[Point localization data]

§ §

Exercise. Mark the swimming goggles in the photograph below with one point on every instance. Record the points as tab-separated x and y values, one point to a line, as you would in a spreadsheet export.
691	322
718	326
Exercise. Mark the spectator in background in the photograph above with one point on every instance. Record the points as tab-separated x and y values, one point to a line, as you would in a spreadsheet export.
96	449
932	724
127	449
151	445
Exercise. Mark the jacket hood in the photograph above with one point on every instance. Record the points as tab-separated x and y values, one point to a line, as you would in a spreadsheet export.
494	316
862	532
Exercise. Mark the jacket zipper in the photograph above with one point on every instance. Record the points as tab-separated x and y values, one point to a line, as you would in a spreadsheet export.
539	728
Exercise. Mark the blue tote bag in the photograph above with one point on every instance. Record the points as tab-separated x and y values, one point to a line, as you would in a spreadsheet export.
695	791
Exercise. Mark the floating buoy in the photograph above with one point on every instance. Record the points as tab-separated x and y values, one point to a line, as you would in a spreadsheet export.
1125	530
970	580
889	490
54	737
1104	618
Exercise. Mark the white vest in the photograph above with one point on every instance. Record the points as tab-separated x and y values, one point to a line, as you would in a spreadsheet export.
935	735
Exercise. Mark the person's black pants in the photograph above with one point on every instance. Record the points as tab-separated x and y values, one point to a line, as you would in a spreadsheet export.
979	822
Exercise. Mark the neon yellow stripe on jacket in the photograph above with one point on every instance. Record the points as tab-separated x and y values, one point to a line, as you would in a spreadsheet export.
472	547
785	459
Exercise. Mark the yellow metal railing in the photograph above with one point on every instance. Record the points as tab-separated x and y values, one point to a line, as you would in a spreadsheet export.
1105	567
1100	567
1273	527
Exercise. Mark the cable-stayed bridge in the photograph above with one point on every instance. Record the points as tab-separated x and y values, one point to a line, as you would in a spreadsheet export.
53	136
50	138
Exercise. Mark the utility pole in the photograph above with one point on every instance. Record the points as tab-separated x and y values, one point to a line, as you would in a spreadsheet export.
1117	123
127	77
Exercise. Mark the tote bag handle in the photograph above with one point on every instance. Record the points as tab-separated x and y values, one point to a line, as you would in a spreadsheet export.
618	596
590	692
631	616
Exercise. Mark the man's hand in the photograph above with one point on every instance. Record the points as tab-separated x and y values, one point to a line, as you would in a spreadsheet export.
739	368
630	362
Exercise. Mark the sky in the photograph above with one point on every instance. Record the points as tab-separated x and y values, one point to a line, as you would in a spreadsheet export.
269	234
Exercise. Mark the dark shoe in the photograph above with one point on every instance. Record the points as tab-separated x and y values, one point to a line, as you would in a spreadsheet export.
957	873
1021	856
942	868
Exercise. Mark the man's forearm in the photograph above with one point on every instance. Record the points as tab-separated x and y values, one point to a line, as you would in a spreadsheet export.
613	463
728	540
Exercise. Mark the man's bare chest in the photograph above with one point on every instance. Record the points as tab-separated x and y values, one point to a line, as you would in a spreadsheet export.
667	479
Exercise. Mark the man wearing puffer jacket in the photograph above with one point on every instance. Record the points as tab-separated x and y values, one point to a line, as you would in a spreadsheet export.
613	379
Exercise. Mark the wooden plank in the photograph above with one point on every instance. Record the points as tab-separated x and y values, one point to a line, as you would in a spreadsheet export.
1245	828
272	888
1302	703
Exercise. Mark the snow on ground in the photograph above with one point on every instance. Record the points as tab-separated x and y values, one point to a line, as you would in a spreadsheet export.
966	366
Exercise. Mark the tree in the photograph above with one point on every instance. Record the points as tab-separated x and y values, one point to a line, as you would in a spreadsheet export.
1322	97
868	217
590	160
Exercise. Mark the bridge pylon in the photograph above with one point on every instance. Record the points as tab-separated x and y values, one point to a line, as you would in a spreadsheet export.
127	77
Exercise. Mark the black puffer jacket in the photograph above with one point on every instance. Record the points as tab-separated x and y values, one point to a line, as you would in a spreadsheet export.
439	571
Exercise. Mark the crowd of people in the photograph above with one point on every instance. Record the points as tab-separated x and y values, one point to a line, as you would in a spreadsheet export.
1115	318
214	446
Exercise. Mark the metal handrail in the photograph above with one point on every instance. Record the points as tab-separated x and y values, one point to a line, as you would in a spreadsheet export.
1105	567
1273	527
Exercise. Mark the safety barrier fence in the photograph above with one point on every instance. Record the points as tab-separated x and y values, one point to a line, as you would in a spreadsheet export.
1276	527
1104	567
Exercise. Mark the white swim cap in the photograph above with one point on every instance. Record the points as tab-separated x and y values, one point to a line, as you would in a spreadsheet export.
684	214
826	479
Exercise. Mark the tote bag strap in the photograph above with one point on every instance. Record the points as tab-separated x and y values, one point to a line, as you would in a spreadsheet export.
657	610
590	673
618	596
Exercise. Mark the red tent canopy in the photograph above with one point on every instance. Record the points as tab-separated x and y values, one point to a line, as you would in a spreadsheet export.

§ §

Directions — Restate the data above in full, word for word.

Task result —
Exercise. Mark the swimming goggles in the photograph below with one point on every instance. Record the points as tab-separated x and y values, one point to a line, as you would in a spreadsheet export.
691	322
718	326
Exercise. Mark the spectator in background in the photograph above with one point on every instance. Record the points as tab-separated x and y values, one point to a line, as you would in a spreadsheet export.
96	449
932	724
127	449
151	445
Exercise. Mark the jacket hood in the photograph above with one point on every instance. Record the points as tab-separated x and y values, one point to a line, as you would in a spreadsheet export.
494	316
862	532
Exercise. Mark the jacket zipper in the photograph above with one point on every instance. Record the points as tab-separated x and y values, one point to a line, as you would in a spreadsheet export.
539	728
Exercise. Mark the blue tote bag in the photograph above with one point on every instance. Record the points as tab-separated x and y values, one point to a line, as you would in a spreadsheet export.
695	791
Exercise. Mark the floating buoy in the photograph above with one point on every instance. Record the points as tab-separated x and y values, one point to a line, as you would in a spreadsheet export.
1125	530
970	580
889	490
54	737
1104	618
Exercise. Mark the white vest in the photograph above with one point on every instance. Record the points as tab-separated x and y values, one point to a line, as you would in a spreadsheet export.
935	735
Exercise. Mark the person's black pants in the photograph above with one point on every instance. Record the points as tab-separated x and y values, one point to a line, as you would in a spreadsheet export.
979	822
Exercise. Mark the neon yellow stripe on jacket in the photograph above with one point on every instance. Record the points as tab-separated x and y values, one point to a line, as you would in a spreadsheet export.
472	547
785	459
Exercise. Mark the yellow metal railing in the photograph above with one point on every instance. Record the points as tab-separated x and y values, one point to a line, as you would in a spreadsheet export.
1105	567
1100	567
1273	527
Exercise. Mark the cable-stayed bridge in the photograph above with one point on every instance. Record the points as tab-separated x and y values, one point to a line, as you would in a spreadsheet export.
53	136
50	138
Exercise. Mark the utility pole in the photograph above with one point on every instance. Record the points as tab-separated x and y values, one point to a line, as you would in a spreadsheet export.
1117	123
127	77
Exercise. Mark the tote bag handle in the photograph above with one point on every instance. Record the points as tab-separated x and y values, one point to a line, as you would in a spreadsheet export.
618	596
590	692
631	616
Exercise. Mark the man's hand in the photograph above with one point on every instance. Record the points as tab-separated x and y values, one point to a line, as you would in a spreadsheet export.
739	368
630	362
Exercise. Mark the sky in the photograph above with one point on every instance. Record the points as tab-separated x and y values, one point to a line, as you would in a spreadsheet export.
269	234
Exercise. Mark the dark shoe in the photograph above with one point on every instance. Record the points as tab-separated x and y values, one point to a line, as you would in a spreadsheet export.
957	873
1021	856
942	868
Exercise. Mark the man's forearm in the photograph above with one point on every instance. Record the points as tab-separated x and y values, one point to a line, as you would in a spreadsheet export.
613	463
728	540
Exercise. Mark the man's bare chest in the photograph above with one point on every instance. Record the points as tab-separated x and y values, one point to a line, as you would in a spreadsheet export.
667	479
Exercise. Mark the man wearing puffer jacket in the photograph above with one point on every instance. Record the points as tab-separated x and y values, one point to a line, as you would in a spreadsheet export.
613	379
Exercise. Mark the wooden plank in the photograph above with one point on every instance. Record the points as tab-separated x and y values, one point to a line, as you would in a spreadsheet export.
1245	828
272	888
1302	703
Exercise. Mark the snow on ground in the photograph above with one point on every instance. Record the points as tab-separated x and y values, one point to a line, as you would in a spreadsheet export.
966	366
Exercise. Mark the tree in the photograph above with one point on every instance. Record the points as tab-separated x and y values, one point to a line, as you would in a spreadsheet export.
1322	97
868	217
590	160
Exercise. Mark the bridge pylon in the photograph above with one point on every instance. Record the points as tab-separated x and y values, one point to a line, as you would in a spreadsheet export.
127	77
Exercise. Mark the black puffer jacket in the photograph above with one point on every instance. Record the points as tab-separated x and y values, one point to a line, as you would in a spreadsheet export.
439	571
Exercise. Mark the crowd of people in the photograph above with one point on every instance. Record the points as tab-separated x and y values, one point to a line, as you would in a spreadsheet export.
1115	318
214	446
Exercise. Mark the metal handrail in the photograph above with one point on every instance. Record the points as tab-separated x and y values, one point to a line, as you would in a spreadsheet export.
1105	567
1273	527
Exercise. Mark the safety barrier fence in the photograph above with one point on every instance. Record the points as tab-separated x and y values, one point to a line, as you would in a spreadsheet export.
1276	527
1104	567
Exercise. Mark the white swim cap in the photograph above with one point on every instance. Record the points as tab-separated x and y values, one point to a line, as you would in a spreadsheet export.
684	214
826	479
Exercise. Mark the tote bag strap in the photograph above with one point on every instance. Record the points as tab-separated x and y values, one point to a line, as you would in a spreadsheet export.
657	610
590	673
618	596
Exercise. Mark the red tent canopy in the photograph above with one point on every instance. Record the points as tab-separated x and y values, one point to a line, as you would in a spreadsheet export.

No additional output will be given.